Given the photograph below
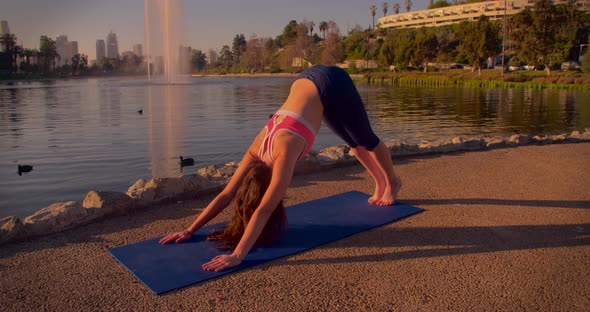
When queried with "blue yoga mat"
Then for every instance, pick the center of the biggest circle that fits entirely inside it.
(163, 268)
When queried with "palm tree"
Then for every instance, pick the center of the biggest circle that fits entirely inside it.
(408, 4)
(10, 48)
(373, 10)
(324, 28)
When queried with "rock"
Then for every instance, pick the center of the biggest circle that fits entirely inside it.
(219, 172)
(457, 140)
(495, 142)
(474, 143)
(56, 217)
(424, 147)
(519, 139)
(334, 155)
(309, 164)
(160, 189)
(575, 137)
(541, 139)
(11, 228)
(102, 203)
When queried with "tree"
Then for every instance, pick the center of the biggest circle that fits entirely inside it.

Given problem → Extract the full listing above verbatim; pictures are to be left out of the copy.

Result of the task →
Given the photograph below
When queried with "blue yoga mat"
Then for every instance, pick the center of the biggest circle that fits entirely inside it.
(163, 268)
When queried with "palm tree"
Then for every instance, pick the center of the biggest circle that fits entirely inside it.
(408, 4)
(10, 48)
(373, 10)
(324, 28)
When queried with "rock"
Then for every instance, pick the center of the biggest circle that fits entirely inside it.
(219, 172)
(457, 140)
(495, 142)
(474, 143)
(56, 217)
(424, 147)
(519, 139)
(334, 155)
(309, 164)
(160, 189)
(575, 137)
(541, 139)
(11, 228)
(102, 203)
When queried with "tree"
Then for every instance, pick the center of the biggest circle that fits entirely inside it.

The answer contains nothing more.